Aim of the exercise. Rewrite the records below with every "wooden" replaced by "timber", leaving all else unchanged.

Source data.
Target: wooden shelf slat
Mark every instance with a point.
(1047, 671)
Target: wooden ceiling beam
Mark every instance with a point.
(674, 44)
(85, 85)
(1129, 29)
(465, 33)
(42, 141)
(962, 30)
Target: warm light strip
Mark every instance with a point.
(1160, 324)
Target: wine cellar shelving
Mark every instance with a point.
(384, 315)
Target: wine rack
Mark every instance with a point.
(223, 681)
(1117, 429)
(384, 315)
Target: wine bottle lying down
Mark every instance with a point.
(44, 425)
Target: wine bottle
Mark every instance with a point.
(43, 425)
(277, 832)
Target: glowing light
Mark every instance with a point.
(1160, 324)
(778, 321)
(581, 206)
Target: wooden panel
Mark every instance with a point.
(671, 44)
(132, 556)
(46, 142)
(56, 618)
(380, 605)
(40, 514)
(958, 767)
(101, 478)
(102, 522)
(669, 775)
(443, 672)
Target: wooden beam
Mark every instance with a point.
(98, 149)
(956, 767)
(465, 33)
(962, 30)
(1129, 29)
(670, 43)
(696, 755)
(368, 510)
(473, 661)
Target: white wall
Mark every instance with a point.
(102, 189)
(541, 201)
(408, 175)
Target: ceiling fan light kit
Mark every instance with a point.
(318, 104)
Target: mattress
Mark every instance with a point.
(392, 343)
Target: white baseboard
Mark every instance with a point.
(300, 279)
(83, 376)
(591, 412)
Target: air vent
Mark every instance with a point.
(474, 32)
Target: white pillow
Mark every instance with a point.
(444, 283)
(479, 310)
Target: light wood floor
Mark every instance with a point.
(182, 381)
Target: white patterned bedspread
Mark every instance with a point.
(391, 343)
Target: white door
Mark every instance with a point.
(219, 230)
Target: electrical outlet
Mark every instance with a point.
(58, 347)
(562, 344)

Exercise output.
Target: timber shelf slat
Mark every instance with a point.
(1047, 671)
Target: timber ceiling beam
Mark every instance with a point.
(674, 44)
(85, 85)
(1129, 29)
(465, 33)
(42, 141)
(962, 30)
Target: warm light strip
Mark every instance with a point.
(1160, 324)
Target: wine cellar shelving
Mark every instance with a point.
(384, 315)
Target: wine rack
Mark every instance with a point.
(223, 681)
(1117, 429)
(384, 315)
Target: wine bottle lying down
Mark every instance with a point.
(44, 425)
Target: wine bottle
Mark every instance with a point.
(43, 425)
(277, 832)
Target: glowing light
Mark every instance with a point.
(1160, 324)
(778, 321)
(581, 206)
Target: timber panel
Mark every instance with a point.
(671, 44)
(132, 556)
(46, 142)
(56, 618)
(380, 605)
(40, 514)
(958, 767)
(101, 478)
(102, 522)
(669, 775)
(443, 672)
Target: timber beam
Mark every instance with a point.
(98, 149)
(956, 767)
(465, 33)
(962, 30)
(1129, 29)
(670, 43)
(696, 755)
(368, 510)
(473, 661)
Target: white wall
Mark every instance with a point.
(102, 189)
(541, 201)
(408, 175)
Target: ceiling fan light kit
Mark every instance with a point.
(318, 104)
Target: mattress
Mark every instance with a point.
(392, 343)
Target: white baseboard
Mark every instance with a point.
(300, 279)
(83, 376)
(591, 412)
Target: air vent
Mark every instance with a point.
(474, 32)
Target: white pillow
Mark every instance with a point.
(444, 283)
(479, 310)
Target: light wood floor
Mark every instance with a point.
(182, 381)
Target: white patterned bedspread
Mark every instance with a point.
(391, 343)
Target: white door
Mark every instance with a point.
(219, 230)
Target: electrical outlet
Mark every instance with a point.
(58, 347)
(562, 344)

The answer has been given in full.